▶ _Direction 1_: Pick out every line of the listing that contains the string "gravel", matching case.

Tuesday, January 7, 2014

My Doubt Started Thanks to the Greek Gods

I got some helpful feedback on my Facebook page about my questions in the last post, thank you all who responded.  I think the questions will stay questions that follow me as I journey on in my interactions with the world, and that it is OK to stay in the questions.  For now, I'll just meander on in the blog, and see what happens.  

One of the topics I was thinking of dedicating this blog to is my interest in faith and religion.  I'm not so keen on the word spirituality, mostly because I find it to be a nebulous term that doesn't work for me.  When it comes to world views, I don't like nebulous.  Really, though, most of us prefer the concrete, the binary, the non-gray, and I recognize the trap this kind of thinking ensnares us in no matter what subject we're investigating.  My discomfort with the idea spirituality must be my paradoxical need to hold on to outmoded ideas as I work through new ones.

▶ _Direction 2_: Rewrite the blog post from "I got some helpful" up to and including "see what happens.", swapping in "wander" for "meander".

▶ _Input for this task_:

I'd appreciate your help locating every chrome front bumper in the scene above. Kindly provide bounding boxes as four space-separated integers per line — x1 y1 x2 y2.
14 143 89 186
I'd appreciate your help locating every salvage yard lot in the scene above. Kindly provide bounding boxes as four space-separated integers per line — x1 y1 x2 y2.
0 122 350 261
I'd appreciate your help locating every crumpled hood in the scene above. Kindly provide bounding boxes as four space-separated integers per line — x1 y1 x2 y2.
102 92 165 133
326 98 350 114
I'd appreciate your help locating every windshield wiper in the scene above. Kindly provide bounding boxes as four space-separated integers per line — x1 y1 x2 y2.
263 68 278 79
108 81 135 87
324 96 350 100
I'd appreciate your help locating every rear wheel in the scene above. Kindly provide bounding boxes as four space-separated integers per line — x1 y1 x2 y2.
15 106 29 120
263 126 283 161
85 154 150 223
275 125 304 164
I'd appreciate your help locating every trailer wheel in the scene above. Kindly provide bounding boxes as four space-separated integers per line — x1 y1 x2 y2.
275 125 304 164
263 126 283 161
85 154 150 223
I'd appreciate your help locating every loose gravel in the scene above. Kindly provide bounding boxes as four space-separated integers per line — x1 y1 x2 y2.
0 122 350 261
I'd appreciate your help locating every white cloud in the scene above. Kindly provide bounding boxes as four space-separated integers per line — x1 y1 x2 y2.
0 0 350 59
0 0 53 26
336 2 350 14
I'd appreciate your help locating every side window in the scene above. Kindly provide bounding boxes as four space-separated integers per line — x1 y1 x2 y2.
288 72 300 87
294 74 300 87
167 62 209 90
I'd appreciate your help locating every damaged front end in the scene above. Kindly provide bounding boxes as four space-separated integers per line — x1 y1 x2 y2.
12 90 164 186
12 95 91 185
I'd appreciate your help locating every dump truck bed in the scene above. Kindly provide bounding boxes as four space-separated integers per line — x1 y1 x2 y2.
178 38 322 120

▶ _Answer 1_:
I'd appreciate your help locating every loose gravel in the scene above. Kindly provide bounding boxes as four space-separated integers per line — x1 y1 x2 y2.

▶ _Answer 2_:
I got some helpful feedback on my Facebook page about my questions in the last post, thank you all who responded.  I think the questions will stay questions that follow me as I journey on in my interactions with the world, and that it is OK to stay in the questions.  For now, I'll just wander on in the blog, and see what happens.